(Data items)
----------

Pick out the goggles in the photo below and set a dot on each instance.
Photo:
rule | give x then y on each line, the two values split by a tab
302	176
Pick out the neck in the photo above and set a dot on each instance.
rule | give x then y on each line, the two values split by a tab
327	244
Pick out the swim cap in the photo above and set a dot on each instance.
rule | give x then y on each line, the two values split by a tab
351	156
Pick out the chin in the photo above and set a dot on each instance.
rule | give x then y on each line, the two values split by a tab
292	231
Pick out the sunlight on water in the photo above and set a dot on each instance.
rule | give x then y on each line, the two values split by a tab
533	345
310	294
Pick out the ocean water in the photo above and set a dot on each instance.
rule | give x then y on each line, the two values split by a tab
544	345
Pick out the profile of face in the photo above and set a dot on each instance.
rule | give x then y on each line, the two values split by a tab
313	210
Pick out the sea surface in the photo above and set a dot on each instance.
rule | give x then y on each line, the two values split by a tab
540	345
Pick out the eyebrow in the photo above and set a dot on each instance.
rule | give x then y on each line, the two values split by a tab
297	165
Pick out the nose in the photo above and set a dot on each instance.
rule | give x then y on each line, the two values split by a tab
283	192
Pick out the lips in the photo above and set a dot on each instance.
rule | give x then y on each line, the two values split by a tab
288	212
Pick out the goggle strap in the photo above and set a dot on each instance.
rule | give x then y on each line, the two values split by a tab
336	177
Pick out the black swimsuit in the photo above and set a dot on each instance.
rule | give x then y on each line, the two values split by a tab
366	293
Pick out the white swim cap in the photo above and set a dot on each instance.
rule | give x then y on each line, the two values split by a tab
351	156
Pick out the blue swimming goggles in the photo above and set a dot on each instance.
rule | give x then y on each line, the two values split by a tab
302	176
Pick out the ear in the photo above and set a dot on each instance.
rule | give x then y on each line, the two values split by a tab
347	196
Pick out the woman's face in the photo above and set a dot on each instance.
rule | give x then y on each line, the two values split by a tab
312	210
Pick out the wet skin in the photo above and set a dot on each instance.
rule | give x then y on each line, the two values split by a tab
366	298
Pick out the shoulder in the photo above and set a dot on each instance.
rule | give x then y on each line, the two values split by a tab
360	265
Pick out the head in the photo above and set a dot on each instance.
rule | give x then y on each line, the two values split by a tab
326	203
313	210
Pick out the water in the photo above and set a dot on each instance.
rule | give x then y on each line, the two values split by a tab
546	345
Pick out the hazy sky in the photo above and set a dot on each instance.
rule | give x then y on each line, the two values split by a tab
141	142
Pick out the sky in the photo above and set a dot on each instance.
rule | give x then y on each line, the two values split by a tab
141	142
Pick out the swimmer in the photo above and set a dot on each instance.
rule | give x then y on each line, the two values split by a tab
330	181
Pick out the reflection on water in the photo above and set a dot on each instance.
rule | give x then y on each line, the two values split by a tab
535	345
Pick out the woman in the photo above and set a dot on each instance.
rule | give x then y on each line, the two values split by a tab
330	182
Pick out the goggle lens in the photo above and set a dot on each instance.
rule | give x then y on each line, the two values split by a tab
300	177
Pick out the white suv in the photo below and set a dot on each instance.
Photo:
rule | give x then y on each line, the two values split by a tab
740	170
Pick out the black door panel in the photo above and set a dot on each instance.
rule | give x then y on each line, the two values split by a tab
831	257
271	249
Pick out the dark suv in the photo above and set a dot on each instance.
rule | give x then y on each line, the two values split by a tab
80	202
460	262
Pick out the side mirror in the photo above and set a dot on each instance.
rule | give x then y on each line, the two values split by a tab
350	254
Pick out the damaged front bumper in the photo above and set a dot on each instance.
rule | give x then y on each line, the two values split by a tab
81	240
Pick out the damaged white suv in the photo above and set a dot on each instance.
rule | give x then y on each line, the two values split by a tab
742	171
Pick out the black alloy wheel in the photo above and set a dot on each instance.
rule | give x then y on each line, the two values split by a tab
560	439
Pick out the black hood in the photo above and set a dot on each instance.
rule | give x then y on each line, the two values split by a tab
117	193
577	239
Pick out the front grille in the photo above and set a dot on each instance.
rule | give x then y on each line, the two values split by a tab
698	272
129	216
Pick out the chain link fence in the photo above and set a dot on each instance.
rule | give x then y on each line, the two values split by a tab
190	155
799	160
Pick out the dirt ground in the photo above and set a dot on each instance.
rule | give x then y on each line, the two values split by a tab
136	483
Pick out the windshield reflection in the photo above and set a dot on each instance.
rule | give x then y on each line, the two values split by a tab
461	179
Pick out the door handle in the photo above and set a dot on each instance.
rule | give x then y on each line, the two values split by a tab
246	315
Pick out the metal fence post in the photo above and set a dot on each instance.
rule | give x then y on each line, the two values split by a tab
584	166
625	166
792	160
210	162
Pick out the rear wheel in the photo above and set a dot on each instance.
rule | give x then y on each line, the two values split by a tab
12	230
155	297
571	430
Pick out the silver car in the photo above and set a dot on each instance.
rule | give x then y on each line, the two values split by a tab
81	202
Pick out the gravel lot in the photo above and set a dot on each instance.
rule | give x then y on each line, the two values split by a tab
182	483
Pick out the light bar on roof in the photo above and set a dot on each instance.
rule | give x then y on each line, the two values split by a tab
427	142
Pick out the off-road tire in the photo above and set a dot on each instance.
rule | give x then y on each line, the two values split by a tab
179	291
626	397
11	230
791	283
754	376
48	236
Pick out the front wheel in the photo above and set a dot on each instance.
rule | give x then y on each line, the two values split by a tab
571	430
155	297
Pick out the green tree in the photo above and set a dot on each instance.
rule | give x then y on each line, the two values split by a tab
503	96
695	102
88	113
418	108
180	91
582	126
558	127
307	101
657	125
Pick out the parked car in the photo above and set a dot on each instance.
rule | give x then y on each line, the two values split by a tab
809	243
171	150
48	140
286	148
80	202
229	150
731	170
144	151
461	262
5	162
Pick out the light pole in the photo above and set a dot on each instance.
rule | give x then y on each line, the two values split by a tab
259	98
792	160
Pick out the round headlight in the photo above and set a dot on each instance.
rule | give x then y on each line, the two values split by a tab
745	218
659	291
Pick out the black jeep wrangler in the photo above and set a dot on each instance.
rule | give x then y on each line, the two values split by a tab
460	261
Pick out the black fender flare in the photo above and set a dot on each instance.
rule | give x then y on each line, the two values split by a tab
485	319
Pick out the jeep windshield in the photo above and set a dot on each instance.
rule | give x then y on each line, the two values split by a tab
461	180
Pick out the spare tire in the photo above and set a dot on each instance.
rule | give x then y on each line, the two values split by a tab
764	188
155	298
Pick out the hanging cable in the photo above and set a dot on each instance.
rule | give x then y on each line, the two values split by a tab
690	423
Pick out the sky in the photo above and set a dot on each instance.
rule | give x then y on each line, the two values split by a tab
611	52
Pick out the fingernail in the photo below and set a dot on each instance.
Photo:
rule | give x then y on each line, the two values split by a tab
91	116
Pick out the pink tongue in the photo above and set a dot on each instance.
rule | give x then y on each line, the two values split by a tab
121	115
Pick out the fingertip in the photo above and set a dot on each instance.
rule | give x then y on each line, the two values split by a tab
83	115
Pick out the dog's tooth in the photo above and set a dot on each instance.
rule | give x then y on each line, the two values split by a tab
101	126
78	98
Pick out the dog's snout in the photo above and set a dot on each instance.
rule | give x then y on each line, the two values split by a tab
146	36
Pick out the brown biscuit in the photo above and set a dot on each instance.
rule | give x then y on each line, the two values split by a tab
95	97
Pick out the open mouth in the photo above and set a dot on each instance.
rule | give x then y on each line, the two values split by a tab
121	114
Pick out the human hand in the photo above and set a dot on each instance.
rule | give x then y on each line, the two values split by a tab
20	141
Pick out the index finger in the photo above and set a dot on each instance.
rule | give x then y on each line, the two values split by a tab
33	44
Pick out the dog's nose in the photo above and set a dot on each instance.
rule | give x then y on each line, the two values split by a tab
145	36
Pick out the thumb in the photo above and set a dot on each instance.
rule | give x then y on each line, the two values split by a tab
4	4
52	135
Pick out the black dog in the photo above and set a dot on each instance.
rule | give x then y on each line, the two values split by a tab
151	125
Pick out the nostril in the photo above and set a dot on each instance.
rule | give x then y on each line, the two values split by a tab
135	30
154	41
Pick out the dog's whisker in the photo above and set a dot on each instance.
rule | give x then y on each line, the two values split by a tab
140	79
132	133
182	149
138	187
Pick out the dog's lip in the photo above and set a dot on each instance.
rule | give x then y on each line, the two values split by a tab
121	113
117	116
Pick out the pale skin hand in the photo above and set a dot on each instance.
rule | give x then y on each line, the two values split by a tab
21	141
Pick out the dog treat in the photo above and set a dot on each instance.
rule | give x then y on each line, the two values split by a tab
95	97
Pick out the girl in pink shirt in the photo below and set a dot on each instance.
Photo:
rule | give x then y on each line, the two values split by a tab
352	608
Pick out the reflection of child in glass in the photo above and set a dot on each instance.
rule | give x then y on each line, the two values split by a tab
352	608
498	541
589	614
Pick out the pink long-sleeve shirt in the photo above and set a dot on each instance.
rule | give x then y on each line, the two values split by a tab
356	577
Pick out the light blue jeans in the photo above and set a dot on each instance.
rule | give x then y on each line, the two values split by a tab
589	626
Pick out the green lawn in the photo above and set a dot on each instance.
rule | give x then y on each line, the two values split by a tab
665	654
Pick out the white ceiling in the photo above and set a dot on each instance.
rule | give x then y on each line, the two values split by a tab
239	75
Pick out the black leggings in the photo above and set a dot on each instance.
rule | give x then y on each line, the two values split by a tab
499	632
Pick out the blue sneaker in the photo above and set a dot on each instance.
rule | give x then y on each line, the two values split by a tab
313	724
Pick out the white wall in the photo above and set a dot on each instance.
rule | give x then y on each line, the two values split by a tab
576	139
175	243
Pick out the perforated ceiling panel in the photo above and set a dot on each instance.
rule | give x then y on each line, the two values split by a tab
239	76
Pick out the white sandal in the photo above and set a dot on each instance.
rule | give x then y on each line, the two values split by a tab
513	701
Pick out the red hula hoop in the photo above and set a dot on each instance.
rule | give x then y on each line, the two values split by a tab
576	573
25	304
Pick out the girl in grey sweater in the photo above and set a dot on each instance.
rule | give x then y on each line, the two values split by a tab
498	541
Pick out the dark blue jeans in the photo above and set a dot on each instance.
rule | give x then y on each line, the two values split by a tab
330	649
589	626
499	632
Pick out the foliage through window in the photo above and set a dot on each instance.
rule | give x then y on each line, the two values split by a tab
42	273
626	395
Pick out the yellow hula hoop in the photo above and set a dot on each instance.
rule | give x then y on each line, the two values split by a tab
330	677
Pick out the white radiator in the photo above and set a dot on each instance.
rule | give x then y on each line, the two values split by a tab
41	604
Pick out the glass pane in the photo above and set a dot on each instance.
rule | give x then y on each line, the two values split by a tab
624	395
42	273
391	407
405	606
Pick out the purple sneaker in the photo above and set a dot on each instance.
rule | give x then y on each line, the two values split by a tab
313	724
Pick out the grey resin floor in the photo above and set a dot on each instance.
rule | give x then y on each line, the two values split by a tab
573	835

----------

Starting at the line containing "Pick out the purple" and ending at the final line above, write those lines out again in full. Multiply every coordinate in the answers by 1.25 and round each result to a whole number, rounding halves up.

Pick out the purple sneaker in the photo above and set a dot on each instance.
rule | give x then y on each line, the two values split by a tab
391	905
Pick out the grey resin floor in the photo above and set a dot on each instance.
rule | give x then y on each line, the two values split by a tab
716	1044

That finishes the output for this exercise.